[Saved entries]

+--

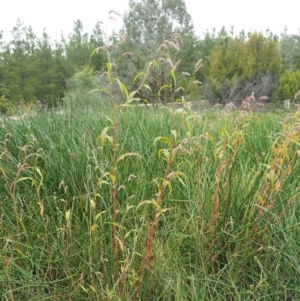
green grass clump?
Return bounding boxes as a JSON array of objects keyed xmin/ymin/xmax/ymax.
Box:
[{"xmin": 0, "ymin": 98, "xmax": 300, "ymax": 300}]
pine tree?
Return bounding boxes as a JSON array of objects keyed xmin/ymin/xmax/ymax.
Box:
[
  {"xmin": 4, "ymin": 19, "xmax": 38, "ymax": 103},
  {"xmin": 35, "ymin": 29, "xmax": 63, "ymax": 102}
]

+--

Would you set down every line of the data above exactly, skipping the pictures?

green grass clump?
Return bounding boxes as a JSON array of objects keyed xmin/ymin/xmax/ymax.
Box:
[{"xmin": 0, "ymin": 98, "xmax": 300, "ymax": 300}]
pine tree?
Return bounding boxes as a JSON array of objects keyed xmin/ymin/xmax/ymax.
Box:
[
  {"xmin": 4, "ymin": 19, "xmax": 38, "ymax": 103},
  {"xmin": 35, "ymin": 29, "xmax": 63, "ymax": 102}
]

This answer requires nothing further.